(Dataset excerpts)
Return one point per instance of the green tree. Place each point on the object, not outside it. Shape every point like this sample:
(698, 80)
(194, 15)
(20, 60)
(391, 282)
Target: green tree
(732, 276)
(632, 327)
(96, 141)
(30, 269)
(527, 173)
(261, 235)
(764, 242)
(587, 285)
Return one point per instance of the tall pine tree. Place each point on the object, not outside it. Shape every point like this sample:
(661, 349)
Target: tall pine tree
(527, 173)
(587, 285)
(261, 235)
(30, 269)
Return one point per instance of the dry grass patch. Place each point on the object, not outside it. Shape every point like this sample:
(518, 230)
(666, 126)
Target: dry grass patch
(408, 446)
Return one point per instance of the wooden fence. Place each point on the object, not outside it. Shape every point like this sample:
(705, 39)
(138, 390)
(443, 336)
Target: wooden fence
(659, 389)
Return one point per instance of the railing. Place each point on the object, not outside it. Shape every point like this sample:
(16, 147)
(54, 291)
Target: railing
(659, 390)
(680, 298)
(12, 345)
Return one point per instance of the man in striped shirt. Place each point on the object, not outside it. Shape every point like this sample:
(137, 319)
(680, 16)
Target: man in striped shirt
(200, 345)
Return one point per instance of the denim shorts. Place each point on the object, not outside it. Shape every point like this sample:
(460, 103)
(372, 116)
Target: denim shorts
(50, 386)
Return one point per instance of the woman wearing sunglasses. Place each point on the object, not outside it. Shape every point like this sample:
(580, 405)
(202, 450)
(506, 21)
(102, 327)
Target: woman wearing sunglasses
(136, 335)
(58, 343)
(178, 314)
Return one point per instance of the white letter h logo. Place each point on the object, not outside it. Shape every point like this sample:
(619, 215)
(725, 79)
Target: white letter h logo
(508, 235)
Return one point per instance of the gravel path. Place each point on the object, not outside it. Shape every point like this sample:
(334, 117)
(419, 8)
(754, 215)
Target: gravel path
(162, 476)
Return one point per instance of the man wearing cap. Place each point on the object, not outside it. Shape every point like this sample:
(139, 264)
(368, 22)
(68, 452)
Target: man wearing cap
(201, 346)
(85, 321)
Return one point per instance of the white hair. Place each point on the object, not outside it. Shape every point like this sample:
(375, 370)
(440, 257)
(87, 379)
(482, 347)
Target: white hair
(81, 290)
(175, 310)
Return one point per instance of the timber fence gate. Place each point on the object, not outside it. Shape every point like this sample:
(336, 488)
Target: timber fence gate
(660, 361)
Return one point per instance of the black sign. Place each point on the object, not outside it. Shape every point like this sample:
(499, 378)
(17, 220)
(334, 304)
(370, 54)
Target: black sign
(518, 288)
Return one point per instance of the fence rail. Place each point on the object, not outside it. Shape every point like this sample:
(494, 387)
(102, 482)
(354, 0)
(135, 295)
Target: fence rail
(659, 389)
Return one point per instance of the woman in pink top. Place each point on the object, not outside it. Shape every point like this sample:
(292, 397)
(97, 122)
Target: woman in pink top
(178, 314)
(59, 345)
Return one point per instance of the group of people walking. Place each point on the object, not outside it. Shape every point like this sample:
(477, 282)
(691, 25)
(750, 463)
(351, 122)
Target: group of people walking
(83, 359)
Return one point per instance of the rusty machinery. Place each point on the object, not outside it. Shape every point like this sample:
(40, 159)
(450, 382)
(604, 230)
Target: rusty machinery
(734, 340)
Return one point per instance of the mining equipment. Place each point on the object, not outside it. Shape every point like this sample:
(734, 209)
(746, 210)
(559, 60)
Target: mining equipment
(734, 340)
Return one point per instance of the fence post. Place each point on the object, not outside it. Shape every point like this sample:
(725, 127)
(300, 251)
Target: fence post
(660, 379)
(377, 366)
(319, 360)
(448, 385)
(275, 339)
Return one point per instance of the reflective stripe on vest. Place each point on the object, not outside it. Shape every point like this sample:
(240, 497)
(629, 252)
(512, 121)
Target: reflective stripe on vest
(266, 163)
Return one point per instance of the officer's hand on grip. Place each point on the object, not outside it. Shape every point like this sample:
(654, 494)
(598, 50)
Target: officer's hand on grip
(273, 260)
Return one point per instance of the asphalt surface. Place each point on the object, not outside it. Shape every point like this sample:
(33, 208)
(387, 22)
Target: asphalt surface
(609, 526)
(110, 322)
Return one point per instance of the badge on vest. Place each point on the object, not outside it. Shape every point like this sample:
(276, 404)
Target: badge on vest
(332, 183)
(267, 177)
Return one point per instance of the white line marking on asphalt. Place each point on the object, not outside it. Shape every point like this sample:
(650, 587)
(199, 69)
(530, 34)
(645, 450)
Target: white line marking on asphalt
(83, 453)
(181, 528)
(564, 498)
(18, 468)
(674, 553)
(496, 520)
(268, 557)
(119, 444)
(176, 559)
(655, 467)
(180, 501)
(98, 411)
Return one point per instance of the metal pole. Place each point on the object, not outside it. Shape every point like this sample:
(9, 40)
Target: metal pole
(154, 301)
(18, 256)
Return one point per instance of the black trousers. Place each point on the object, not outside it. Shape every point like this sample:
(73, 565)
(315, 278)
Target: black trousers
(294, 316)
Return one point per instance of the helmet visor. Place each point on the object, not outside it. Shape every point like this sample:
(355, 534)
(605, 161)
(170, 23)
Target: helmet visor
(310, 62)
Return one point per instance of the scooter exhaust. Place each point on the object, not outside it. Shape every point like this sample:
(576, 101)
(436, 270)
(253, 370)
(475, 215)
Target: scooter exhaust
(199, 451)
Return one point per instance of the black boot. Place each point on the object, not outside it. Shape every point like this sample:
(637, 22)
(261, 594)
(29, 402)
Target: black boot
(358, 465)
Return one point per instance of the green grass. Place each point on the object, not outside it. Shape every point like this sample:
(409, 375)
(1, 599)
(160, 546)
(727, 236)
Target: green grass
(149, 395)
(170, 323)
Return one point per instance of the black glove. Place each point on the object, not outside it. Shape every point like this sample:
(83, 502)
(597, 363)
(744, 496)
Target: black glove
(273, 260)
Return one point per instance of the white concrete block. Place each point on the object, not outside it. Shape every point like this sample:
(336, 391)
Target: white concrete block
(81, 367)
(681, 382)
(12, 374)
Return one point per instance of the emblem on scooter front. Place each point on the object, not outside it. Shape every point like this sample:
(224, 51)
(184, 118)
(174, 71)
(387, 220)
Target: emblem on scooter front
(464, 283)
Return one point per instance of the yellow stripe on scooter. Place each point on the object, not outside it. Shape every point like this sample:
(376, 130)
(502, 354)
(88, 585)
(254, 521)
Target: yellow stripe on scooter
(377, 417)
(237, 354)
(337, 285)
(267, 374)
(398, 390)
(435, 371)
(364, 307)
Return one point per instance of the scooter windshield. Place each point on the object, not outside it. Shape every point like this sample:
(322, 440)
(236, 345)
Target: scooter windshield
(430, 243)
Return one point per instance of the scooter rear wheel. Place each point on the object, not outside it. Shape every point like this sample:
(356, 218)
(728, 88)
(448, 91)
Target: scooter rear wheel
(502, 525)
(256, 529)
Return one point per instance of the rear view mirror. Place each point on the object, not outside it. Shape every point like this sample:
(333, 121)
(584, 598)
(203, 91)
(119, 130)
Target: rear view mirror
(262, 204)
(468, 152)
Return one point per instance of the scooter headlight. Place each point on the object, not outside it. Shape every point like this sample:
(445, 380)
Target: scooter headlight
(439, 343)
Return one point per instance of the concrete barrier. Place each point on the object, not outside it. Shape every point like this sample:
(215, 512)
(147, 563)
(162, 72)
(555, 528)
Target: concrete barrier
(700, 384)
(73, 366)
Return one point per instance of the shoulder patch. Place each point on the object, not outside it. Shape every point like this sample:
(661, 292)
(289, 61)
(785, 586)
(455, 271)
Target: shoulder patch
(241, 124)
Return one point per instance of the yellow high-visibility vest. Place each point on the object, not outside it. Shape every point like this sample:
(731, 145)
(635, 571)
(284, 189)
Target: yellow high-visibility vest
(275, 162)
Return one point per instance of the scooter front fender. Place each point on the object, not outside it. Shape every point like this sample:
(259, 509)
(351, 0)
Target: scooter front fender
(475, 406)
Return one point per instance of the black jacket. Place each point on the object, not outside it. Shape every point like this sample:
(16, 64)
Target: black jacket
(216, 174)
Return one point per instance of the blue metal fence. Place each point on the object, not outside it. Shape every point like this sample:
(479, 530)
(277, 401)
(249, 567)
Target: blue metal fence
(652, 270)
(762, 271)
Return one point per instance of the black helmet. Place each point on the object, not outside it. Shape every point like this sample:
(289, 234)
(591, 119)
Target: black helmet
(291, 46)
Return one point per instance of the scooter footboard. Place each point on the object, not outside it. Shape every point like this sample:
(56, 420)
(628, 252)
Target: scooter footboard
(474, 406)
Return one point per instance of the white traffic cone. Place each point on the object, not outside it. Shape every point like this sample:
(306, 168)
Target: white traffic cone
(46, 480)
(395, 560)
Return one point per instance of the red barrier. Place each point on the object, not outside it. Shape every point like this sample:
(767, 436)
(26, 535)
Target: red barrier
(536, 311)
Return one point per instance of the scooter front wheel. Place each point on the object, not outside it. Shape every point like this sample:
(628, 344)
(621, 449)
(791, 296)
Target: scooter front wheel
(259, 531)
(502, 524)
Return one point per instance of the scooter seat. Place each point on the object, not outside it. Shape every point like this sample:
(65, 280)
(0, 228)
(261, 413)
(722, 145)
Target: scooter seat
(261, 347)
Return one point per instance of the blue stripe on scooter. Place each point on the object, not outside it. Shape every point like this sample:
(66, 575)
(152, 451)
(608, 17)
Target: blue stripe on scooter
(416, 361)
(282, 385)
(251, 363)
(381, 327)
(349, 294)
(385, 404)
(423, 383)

**WHAT THE EXERCISE ASKS:** Would you print exactly the lines from the first line of the entries above through the line that has "Return one point per instance of the dry", both included, and stop there?

**ANSWER BELOW:**
Return one point per instance of the green tree. Place each point on the object, not outside it. Shape every point like this sample:
(698, 80)
(194, 15)
(20, 60)
(391, 282)
Target: green tree
(732, 276)
(632, 327)
(96, 141)
(30, 269)
(527, 173)
(261, 235)
(764, 242)
(587, 285)
Return one point per instance of the tall pine tree. Place each point on the object, not outside it. Shape every point like this sample:
(661, 349)
Target: tall pine tree
(527, 173)
(587, 285)
(261, 235)
(30, 269)
Return one point per instance of the dry grass patch. Place each point on the object, not outside it. Shape every point like this sample:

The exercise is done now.